> _What is required_:
Can you put the lines of the records, starting at the line containing "Segment the thin" and ending at the line containing "Provide the mask of the thin twig.", both included, into a Markdown table with the columns Row and Line? Skip any blank lines.

## begin Material shown

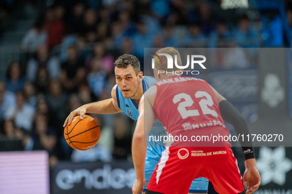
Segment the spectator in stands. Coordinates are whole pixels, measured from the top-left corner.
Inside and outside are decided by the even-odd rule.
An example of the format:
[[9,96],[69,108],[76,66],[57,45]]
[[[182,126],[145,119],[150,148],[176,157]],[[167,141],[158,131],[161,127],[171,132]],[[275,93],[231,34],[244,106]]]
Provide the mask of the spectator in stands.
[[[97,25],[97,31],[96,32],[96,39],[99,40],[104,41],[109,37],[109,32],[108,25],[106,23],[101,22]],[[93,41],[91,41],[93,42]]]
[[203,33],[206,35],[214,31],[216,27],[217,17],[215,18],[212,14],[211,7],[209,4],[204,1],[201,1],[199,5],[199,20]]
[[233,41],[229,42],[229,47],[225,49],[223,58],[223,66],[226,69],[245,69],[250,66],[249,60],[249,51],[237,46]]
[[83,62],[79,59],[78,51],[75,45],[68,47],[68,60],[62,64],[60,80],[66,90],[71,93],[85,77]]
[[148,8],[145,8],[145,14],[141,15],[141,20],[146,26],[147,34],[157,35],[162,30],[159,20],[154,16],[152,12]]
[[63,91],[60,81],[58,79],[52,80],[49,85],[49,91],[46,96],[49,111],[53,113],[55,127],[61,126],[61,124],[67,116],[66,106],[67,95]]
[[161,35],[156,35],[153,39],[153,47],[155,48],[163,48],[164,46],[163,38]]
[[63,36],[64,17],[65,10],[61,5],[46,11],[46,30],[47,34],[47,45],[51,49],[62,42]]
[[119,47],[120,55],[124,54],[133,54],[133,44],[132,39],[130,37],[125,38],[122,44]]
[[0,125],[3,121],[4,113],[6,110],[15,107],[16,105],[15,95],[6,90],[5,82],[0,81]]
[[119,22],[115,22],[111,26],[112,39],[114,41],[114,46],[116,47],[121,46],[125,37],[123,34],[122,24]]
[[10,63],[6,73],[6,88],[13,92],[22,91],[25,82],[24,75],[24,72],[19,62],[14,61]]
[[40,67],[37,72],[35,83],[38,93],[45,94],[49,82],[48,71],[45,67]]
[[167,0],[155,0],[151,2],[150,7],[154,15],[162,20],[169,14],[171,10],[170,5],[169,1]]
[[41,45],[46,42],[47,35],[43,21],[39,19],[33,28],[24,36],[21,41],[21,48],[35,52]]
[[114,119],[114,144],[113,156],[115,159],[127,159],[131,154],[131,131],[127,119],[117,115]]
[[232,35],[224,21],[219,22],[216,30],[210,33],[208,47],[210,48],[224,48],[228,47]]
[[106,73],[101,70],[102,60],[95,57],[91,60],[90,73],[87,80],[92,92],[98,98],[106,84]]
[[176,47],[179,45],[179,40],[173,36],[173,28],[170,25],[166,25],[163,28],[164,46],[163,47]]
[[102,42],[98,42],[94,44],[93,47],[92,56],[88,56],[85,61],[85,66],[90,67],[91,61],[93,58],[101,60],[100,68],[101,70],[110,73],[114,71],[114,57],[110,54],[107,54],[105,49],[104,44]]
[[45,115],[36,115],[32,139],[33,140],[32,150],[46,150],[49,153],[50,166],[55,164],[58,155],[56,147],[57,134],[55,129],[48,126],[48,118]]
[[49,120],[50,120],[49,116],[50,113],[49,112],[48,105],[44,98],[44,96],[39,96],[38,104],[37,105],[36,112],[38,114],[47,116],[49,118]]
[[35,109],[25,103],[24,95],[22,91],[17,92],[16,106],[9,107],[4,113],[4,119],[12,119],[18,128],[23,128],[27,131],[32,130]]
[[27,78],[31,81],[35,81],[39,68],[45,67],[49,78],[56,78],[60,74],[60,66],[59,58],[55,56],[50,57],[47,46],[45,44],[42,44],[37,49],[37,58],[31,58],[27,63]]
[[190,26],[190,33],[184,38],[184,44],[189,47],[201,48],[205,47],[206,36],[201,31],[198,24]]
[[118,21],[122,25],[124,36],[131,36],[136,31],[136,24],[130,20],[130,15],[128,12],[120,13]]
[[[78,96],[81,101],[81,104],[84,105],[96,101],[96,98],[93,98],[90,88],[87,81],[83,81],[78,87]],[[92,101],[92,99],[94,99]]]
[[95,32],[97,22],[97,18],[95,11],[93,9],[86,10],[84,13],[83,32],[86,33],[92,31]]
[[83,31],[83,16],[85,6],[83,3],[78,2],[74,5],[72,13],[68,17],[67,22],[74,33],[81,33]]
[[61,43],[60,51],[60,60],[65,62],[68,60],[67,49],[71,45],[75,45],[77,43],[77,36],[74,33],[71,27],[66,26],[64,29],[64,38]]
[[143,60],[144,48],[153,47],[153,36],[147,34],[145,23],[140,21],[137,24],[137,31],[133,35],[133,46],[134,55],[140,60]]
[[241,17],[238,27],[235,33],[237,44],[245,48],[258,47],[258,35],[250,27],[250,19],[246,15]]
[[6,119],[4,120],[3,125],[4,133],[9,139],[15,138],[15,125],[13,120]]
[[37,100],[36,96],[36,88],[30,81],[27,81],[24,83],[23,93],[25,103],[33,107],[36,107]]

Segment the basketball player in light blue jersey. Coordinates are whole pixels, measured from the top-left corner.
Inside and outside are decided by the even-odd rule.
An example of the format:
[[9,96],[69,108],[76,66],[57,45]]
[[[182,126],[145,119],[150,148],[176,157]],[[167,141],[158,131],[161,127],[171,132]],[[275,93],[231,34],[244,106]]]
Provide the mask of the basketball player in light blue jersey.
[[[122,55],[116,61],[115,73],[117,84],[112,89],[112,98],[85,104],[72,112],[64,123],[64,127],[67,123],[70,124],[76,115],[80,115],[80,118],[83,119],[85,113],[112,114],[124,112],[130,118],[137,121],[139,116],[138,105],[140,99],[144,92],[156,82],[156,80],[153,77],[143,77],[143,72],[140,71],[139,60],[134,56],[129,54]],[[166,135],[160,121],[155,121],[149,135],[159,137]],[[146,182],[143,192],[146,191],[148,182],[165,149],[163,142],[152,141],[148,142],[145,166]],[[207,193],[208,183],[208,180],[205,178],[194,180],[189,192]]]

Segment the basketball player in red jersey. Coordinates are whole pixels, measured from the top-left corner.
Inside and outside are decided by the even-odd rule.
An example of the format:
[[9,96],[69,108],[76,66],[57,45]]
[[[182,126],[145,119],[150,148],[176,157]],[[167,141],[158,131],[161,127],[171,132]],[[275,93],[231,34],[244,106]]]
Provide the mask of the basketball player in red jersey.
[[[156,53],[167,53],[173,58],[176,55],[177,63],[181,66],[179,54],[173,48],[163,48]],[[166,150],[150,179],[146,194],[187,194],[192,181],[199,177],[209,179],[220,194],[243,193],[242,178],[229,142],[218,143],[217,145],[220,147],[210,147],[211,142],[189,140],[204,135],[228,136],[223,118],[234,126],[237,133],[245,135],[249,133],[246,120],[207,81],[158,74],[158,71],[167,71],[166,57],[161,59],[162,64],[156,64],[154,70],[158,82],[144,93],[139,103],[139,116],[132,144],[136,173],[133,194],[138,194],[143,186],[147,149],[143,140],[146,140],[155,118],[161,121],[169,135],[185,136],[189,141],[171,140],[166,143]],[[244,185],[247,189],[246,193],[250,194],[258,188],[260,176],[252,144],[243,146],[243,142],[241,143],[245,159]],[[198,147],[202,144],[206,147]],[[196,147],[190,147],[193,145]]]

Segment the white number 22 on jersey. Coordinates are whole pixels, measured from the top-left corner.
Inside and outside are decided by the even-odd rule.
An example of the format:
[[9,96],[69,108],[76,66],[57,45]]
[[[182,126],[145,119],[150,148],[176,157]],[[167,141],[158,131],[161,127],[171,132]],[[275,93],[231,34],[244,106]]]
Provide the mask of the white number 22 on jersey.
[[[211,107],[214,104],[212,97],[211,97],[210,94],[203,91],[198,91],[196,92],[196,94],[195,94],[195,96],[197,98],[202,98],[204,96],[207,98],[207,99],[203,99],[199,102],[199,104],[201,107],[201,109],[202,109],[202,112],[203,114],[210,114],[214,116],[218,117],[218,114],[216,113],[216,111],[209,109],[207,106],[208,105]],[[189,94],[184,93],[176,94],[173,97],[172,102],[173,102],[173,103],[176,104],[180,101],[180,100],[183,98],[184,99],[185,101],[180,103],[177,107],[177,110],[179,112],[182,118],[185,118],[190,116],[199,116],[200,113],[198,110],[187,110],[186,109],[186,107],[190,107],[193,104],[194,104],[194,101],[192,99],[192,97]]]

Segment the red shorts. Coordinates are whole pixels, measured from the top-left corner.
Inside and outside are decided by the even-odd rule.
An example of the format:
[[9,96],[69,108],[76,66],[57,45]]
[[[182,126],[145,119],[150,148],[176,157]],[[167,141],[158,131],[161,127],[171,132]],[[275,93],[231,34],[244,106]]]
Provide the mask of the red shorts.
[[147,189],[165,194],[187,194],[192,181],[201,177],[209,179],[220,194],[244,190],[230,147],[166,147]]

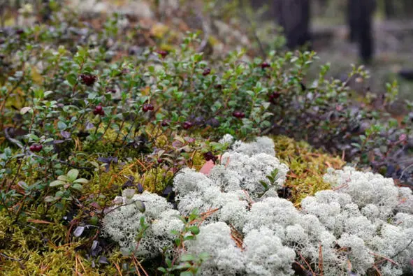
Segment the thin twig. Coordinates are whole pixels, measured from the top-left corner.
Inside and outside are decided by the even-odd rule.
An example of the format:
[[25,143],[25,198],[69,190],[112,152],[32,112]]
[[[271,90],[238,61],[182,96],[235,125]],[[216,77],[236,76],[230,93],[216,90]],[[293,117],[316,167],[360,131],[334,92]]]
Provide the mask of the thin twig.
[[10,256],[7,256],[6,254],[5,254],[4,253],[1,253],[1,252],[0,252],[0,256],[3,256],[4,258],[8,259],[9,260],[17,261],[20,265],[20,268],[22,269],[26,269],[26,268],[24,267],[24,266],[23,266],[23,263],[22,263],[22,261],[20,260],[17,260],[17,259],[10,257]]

## end Material shown

> _Exercise result_:
| Row | Line |
|---|---|
| 1 | Segment the thin twig. Coordinates are whole pixels, measured from the top-left corner. |
| 2 | Inside and outside are decided by the even-odd rule. |
| 3 | An example of the format: |
| 4 | [[25,143],[25,198],[69,190],[112,152],[32,112]] |
| 5 | [[[271,90],[238,61],[182,96],[235,125]],[[216,77],[236,76],[230,93],[216,90]],[[293,117],[316,167],[360,131],[334,92]]] |
| 6 | Provide the mask of the thin twig. |